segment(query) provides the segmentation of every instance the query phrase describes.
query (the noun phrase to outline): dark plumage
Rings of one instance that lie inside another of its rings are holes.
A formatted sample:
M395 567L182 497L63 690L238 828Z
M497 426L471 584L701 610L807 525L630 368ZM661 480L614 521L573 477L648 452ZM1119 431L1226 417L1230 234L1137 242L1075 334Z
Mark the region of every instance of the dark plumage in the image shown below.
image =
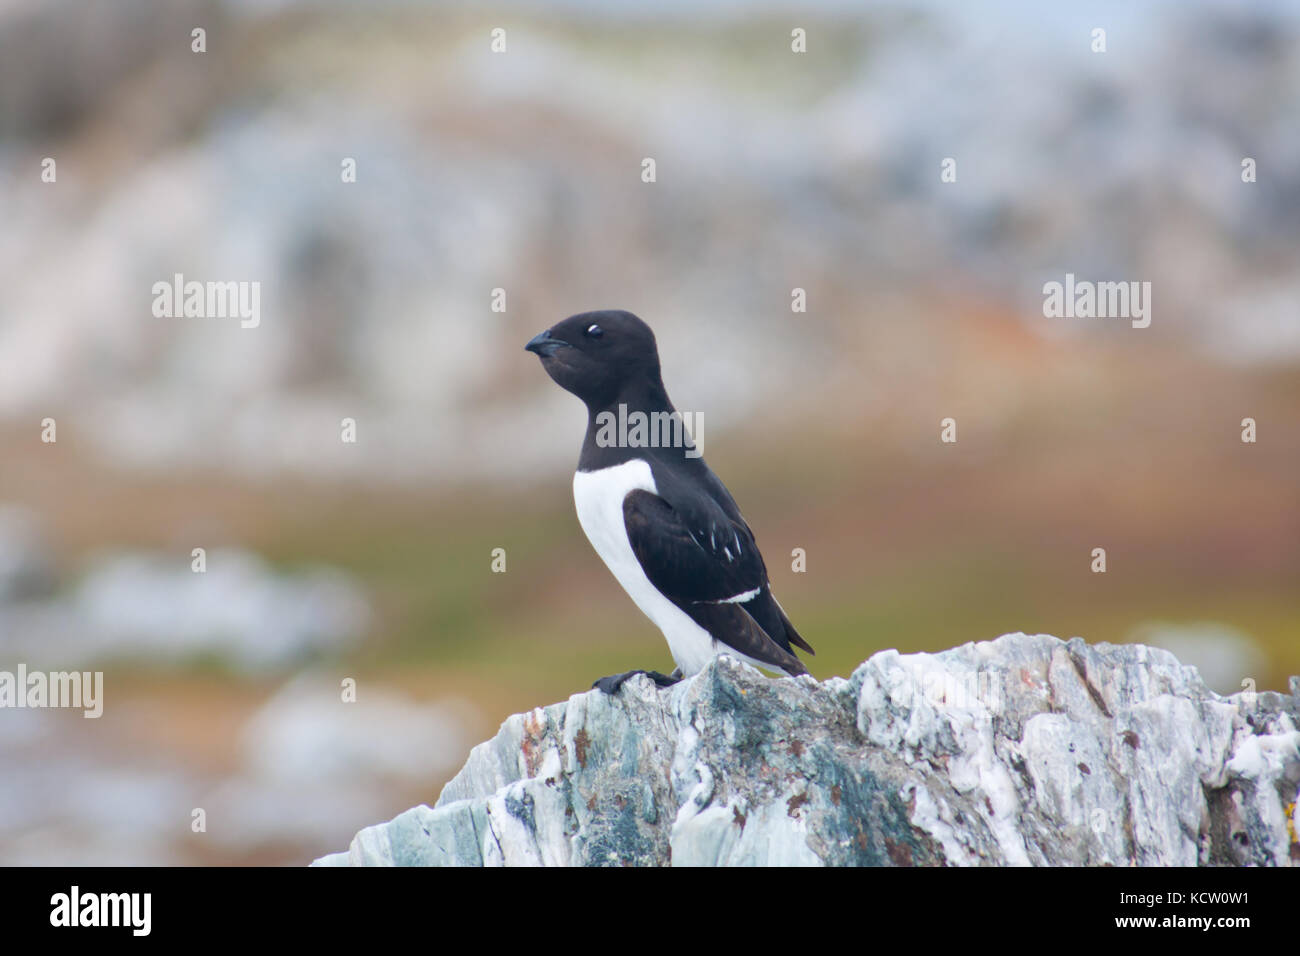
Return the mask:
M687 436L673 447L611 444L608 425L634 412L675 415L664 389L654 333L630 312L584 312L526 348L587 406L587 433L574 476L578 517L592 546L641 610L664 632L677 662L660 684L732 653L788 674L806 674L794 654L812 653L772 595L754 535ZM620 406L623 408L620 410ZM603 678L614 692L634 673Z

### Exercise brief
Every record above, copied exactly and without a single picture, makes up the answer.

### Worked solution
segment(query) provides the segmentation of every instance the query phrase describes.
query (the noun phrase to outline): dark plumage
Rings of one instance that lie inside another of its rings are holes.
A formatted sample:
M395 567L182 497L63 690L238 828Z
M497 426L471 584L701 610L807 525L630 368ZM661 480L614 521L573 477L648 452ZM1119 431L1226 417L1230 234L1137 242L1075 334Z
Mark the region of every instance of the dark plumage in the image shown below.
image =
Return the mask:
M687 436L673 447L611 444L608 425L634 412L675 415L664 389L654 333L630 312L584 312L526 348L587 406L587 433L574 476L578 517L592 546L641 610L664 632L677 662L660 684L732 653L788 674L806 674L794 654L812 653L772 595L754 535ZM620 406L623 408L620 410ZM603 678L614 692L634 673Z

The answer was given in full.